**ACTIVITY:** From the account of giving up alcohol below, reproduce word for word the passage starting with "There were no" and going on through "to help me.".

There were no comparisons, no one telling me that I would be doomed if I slipped, and the most important thing for me was complete trust and confidentiality. I am not special but have a reasonably high profile job in the media, had no desire to return to rehab, which I had done twice before, and certainly couldn’t get the AA ethos, as one of the rehabs I went to used The 12 Step Programme and it did nothing to help me.
I had partied, been the life and soul, and as my thirties came around, less and less did I feel comfortable about being in the spotlight, it was as if I was becoming the evening’s entertainment for those I socialised with. Gradually I started to make mistakes, felt embarrassed although I hid it well, in the end my drinking became a solo act. At home, one bottle a night became two. The rehabs I went to certainly dried me out, but never got to the root of my desire for booze. The first lockdown played right into my hands.
Sarah coaxed me to tell her about a very private and extremely painful trauma, that I had buried for over 29 years. I trusted her enough to spill the beans, and that was the key to my new alcohol-free lifestyle, often glorious, sometimes tough, but now I understand how I tick, can manage any urges or wistful thoughts that a glass or two wouldn’t hurt.

**EXERCISE DATA:**
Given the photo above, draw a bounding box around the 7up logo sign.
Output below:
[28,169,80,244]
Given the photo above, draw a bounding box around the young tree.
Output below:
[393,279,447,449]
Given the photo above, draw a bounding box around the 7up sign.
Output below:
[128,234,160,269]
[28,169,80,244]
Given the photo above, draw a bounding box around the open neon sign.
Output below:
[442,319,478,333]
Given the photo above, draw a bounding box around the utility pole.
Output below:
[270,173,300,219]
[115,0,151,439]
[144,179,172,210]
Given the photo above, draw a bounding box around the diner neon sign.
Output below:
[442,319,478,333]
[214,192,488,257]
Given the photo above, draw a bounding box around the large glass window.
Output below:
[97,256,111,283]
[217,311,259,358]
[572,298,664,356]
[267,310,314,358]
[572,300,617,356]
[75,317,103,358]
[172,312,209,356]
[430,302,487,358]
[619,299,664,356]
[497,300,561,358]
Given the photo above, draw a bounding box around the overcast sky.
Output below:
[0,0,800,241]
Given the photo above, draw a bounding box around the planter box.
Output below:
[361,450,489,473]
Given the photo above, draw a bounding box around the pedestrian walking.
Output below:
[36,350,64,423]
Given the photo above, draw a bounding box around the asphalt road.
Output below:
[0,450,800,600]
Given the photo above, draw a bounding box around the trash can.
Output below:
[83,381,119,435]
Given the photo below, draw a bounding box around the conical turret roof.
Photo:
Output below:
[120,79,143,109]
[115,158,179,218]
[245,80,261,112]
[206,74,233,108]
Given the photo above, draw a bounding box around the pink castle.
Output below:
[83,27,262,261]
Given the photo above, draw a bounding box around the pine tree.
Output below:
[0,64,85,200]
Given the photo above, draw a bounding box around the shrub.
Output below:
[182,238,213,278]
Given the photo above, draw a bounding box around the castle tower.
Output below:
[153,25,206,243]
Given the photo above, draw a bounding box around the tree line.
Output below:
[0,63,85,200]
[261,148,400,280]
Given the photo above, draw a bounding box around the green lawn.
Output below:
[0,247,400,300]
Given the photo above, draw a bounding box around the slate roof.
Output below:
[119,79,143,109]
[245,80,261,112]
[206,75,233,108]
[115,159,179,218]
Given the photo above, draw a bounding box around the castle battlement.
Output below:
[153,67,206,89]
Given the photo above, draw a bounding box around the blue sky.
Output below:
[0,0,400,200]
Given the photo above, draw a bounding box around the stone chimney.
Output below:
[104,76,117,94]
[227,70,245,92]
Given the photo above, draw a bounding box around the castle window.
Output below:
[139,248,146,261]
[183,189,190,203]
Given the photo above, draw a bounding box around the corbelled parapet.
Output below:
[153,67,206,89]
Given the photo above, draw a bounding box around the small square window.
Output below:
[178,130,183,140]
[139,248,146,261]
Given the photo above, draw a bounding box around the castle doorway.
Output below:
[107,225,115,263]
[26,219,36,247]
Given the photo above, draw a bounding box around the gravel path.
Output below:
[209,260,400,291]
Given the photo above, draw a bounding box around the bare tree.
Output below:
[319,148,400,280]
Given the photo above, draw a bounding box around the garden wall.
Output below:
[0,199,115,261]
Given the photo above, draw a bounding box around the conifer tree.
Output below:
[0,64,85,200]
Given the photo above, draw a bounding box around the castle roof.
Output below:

**OUTPUT OF THE TASK:**
There were no comparisons, no one telling me that I would be doomed if I slipped, and the most important thing for me was complete trust and confidentiality. I am not special but have a reasonably high profile job in the media, had no desire to return to rehab, which I had done twice before, and certainly couldn’t get the AA ethos, as one of the rehabs I went to used The 12 Step Programme and it did nothing to help me.